### What you are asked to do
Some lines below hold "blue". Pick them out and copy them.

### Point localization data
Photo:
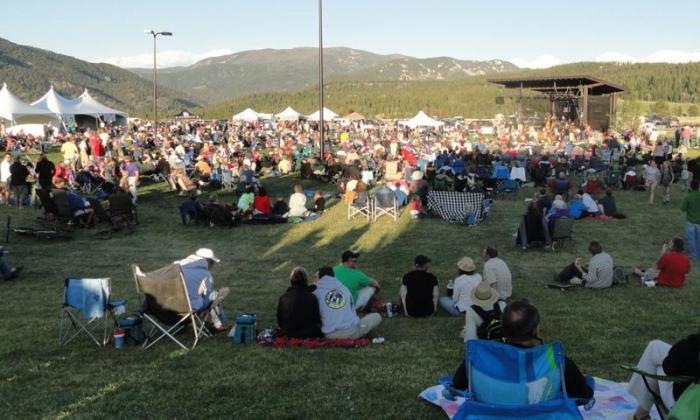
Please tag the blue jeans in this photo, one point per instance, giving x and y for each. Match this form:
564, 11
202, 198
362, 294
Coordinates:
692, 231
449, 306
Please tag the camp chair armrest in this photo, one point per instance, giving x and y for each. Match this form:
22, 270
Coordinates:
664, 378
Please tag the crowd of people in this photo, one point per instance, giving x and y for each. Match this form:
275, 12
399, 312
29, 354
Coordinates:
575, 170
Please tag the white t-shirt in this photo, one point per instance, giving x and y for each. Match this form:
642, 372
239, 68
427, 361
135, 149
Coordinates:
4, 170
462, 290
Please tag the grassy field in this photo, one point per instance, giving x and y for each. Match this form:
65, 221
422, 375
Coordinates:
39, 379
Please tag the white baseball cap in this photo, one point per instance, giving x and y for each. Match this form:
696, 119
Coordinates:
207, 254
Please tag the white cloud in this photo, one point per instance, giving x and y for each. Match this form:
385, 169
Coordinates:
663, 56
540, 62
167, 58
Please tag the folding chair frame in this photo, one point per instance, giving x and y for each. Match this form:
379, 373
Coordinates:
159, 329
378, 211
70, 313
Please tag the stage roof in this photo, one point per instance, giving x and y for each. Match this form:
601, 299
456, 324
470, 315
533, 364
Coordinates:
561, 84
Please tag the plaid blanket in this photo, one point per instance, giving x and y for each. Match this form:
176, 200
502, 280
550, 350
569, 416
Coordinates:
453, 206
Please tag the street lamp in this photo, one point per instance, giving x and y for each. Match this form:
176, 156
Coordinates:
320, 77
155, 91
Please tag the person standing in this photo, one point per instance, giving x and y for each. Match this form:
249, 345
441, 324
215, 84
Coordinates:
651, 179
18, 181
496, 273
419, 290
691, 207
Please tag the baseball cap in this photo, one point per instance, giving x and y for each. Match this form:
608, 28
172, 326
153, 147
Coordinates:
349, 255
207, 253
421, 260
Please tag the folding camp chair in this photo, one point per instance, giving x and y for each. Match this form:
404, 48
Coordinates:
167, 306
511, 382
361, 205
87, 305
385, 205
658, 401
563, 228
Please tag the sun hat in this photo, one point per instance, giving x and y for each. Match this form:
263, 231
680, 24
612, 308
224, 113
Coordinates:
207, 253
484, 296
466, 264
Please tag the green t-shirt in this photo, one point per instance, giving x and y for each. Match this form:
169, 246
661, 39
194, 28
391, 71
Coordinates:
691, 207
353, 279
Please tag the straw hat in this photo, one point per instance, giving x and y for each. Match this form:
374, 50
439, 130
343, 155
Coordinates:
484, 296
466, 264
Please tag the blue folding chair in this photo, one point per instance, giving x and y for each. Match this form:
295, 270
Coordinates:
87, 308
508, 382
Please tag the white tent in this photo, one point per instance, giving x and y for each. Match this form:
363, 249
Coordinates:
289, 114
422, 120
88, 105
246, 115
327, 115
17, 111
63, 108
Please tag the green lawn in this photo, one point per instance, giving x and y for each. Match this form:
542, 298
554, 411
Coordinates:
600, 329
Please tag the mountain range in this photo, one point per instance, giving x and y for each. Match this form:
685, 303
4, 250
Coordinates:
269, 70
29, 72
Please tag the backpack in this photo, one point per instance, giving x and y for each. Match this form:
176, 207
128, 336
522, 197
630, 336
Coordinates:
491, 328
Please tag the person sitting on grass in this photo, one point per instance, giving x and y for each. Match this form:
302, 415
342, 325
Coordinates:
576, 206
660, 358
297, 203
671, 269
485, 305
463, 285
597, 274
419, 292
521, 328
298, 315
261, 203
338, 312
361, 287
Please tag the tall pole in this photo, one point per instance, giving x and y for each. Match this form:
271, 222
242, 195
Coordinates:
321, 127
155, 91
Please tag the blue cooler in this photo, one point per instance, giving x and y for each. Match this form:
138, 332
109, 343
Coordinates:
244, 330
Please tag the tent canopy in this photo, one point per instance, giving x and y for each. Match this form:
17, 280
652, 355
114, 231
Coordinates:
354, 116
328, 115
289, 114
422, 120
14, 109
57, 104
246, 115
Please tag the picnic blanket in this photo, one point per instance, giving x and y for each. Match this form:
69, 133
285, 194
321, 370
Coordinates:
453, 206
613, 402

### Written response
Please tag the blue jeans in this photo, one point per instance, giving x and y for each. Match this form:
Please tag the blue folding chair in this photo, one point per instance, giving x and y for each. Match this form:
Please tag the blue cooler in this photo, one point per instance, giving x and y for each. Match this form:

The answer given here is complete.